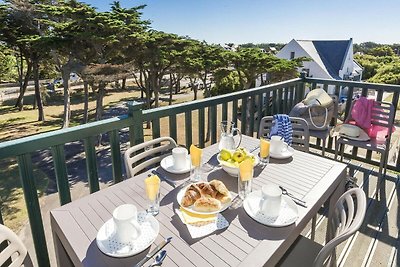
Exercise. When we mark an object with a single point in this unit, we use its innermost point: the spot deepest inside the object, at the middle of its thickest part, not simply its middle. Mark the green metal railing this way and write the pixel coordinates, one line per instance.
(244, 108)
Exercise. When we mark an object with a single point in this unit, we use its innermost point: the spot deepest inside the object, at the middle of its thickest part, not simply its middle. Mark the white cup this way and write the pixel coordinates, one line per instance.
(270, 203)
(277, 145)
(125, 220)
(179, 157)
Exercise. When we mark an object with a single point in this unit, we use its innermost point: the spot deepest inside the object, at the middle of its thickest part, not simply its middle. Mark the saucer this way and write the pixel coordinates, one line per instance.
(107, 243)
(284, 154)
(287, 215)
(167, 164)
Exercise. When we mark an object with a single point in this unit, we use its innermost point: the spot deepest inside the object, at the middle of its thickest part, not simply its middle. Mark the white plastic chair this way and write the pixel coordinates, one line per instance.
(14, 252)
(149, 153)
(348, 217)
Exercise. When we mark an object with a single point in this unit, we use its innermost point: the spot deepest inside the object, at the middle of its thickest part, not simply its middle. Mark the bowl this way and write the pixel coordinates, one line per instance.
(231, 169)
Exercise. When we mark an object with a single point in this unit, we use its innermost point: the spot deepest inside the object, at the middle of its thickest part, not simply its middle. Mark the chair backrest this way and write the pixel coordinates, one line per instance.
(301, 132)
(346, 220)
(146, 154)
(14, 250)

● **What is being asked**:
Starting with the line that contains "Mark the saucer" and going on through the end of the records, write out every line again, including the request lines. In each coordinate answer, add 8 to both the x and y values.

● **Reply to the exercise**:
Exercise. When we mark an object with a single point in this unit, we use its innermost point: the spot deepest inside the object, at the middle of its thickest part, not simply its middle. Mark the saucer this way and write the pixel coordinates, one line per instance.
(115, 251)
(292, 162)
(295, 223)
(175, 172)
Exercise. When we mark an object with a single point in this unit, we use its innermost point: the spot deepest inside the object, at the middle of its thickest part, not simply its middle. Mark the white plastic chair this way and write the pixel coordinates, one line per instance.
(22, 260)
(157, 161)
(356, 225)
Exercise. When we mark an object with a single point in this unit, we use its innermost point: the spot deepest inside the object, at the middle of its thickest part, not simply its middle. Mark the bowl this way and write the pixel coordinates, one line per instance.
(239, 177)
Exercise. When we mark an object with a single point in this unit, we use its innermost point: the spot deepest inside the object, at the middle of its thickest part, not simply its middle. Mark the chair backrest this way and write the pixel coordinates, one line per instance.
(309, 140)
(354, 228)
(154, 162)
(22, 258)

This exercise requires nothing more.